▶ _Passage_:
========

Current Report Filing (8-k)

14/02/2014 11:15am

Edgar (US Regulatory)


 

 

UNITED STATES

SECURITIES AND EXCHANGE COMMISSION

Washington, D.C. 20549

 

 

FORM 8-K

 

 

CURRENT REPORT

PURSUANT TO SECTION 13 OR 15(d) OF THE

SECURITIES EXCHANGE ACT OF 1934

Date of Report (Date of earliest event reported): February 14, 2014 (February 13, 2014)

 

 

Jos. A. Bank Clothiers, Inc.

(Exact Name of registrant as specified in its charter)

 

 

 

Delaware 0-23874 36-3189198

(State or other jurisdiction of

incorporation or organization)

(Commission

File Number)

(I.R.S. Employer

Identification No.)

     
500 Hanover Pike, Hampstead, Maryland 21074
(Address of principal executive offices) (Zip Code)

(410) 239-2700

Registrant’s telephone number, including area code

 

 

Check the appropriate box below if the Form 8-K filing is intended to simultaneously satisfy the filing obligation of the registrant under any of the following provisions:

 

¨ Written communications pursuant to Rule 425 under the Securities Act (17 CFR 230.425)

 

¨ Soliciting material pursuant to Rule 14a-12 under the Exchange Act (17 CFR 240.14a-12)

 

¨ Pre-commencement communications pursuant to Rule 14d-2(b) under the Exchange Act (17 CFR 240.14d-2(b))

 

x Pre-commencement communications pursuant to Rule 13e-4(c) under the Exchange Act (17 CFR 240.13e-4(c))

 

 

 
 
 
 

Item 1.01 Entry into a Material Definitive Agreement.

Membership Interest Purchase Agreement

On February 13, 2014, Jos. A. Bank Clothiers, Inc. (the “Company”) entered into a Membership Interest Purchase Agreement (the “Purchase Agreement”) pursuant to which the Company agreed to purchase from Everest Topco LLC (the “Seller”) all of the outstanding limited liability company interests of Everest Holdings LLC, a Delaware limited liability company (“Everest Holdings”). Everest Holdings is a holding company for the Eddie Bauer brand and its related businesses and operations. The aggregate consideration payable by the Company under the Purchase Agreement is (i) $545 million in cash and five million shares of common stock of the Company payable upon the closing under the Purchase Agreement; provided that in no event will the common stock to be issued to the Seller exceed 19.9% of the Company’s issued and outstanding common stock prior to such issuance, giving pro forma effect to repurchases made pursuant to the proposed tender offer described in Item 8.01 below, if any (and for every share of common stock less than five million shares of common stock that the Seller actually receives as a result of such adjustment, the Seller will receive an additional $56.00 in cash), and (ii) up to an additional $50 million in cash consideration, the payment of which is dependent upon Everest Holdings meeting targeted levels of EBITDA (as defined in the Purchase Agreement) for Everest Holdings’ fiscal year ending on January 3, 2015 (the foregoing is referred to herein as the “Transaction”). The purchase price is subject to certain adjustments based on the amount of working capital, cash, indebtedness and transaction expenses of Everest Holdings as of closing.

========

▶ _Information given_:
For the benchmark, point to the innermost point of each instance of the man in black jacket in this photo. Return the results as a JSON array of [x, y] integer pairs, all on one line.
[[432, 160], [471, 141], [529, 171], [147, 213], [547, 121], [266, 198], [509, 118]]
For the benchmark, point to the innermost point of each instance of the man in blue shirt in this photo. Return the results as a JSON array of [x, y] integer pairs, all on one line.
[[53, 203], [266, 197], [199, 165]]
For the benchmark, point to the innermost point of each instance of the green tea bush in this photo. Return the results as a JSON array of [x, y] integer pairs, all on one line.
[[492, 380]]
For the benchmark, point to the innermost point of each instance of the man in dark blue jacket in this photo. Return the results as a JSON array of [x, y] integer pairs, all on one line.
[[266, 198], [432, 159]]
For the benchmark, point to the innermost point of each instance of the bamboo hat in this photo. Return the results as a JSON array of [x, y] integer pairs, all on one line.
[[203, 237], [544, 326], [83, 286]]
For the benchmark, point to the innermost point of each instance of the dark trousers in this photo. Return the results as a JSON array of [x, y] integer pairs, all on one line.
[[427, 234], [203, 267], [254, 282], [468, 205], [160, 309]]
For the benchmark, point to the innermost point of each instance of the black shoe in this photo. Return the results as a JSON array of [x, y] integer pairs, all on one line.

========

▶ _Tasks_:
[1] According to the filing, Everest Holdings is the holding company for which brand?
[2] Starting at the entry line that contains "of the bamboo" and ending with the last line of the entries, write those lines again with "innermost point" changed to "central point" and nothing else altered.

▶ _Expected outputs_:
[1] The Eddie Bauer brand.

[2]
For the benchmark, point to the central point of each instance of the bamboo hat in this photo. Return the results as a JSON array of [x, y] integer pairs, all on one line.
[[203, 237], [544, 326], [83, 286]]
For the benchmark, point to the central point of each instance of the dark trousers in this photo. Return the results as a JSON array of [x, y] integer pairs, all on one line.
[[427, 234], [203, 267], [254, 282], [468, 205], [160, 309]]
For the benchmark, point to the central point of each instance of the black shoe in this photo. Return the results as a JSON array of [x, y] integer pairs, all on one line.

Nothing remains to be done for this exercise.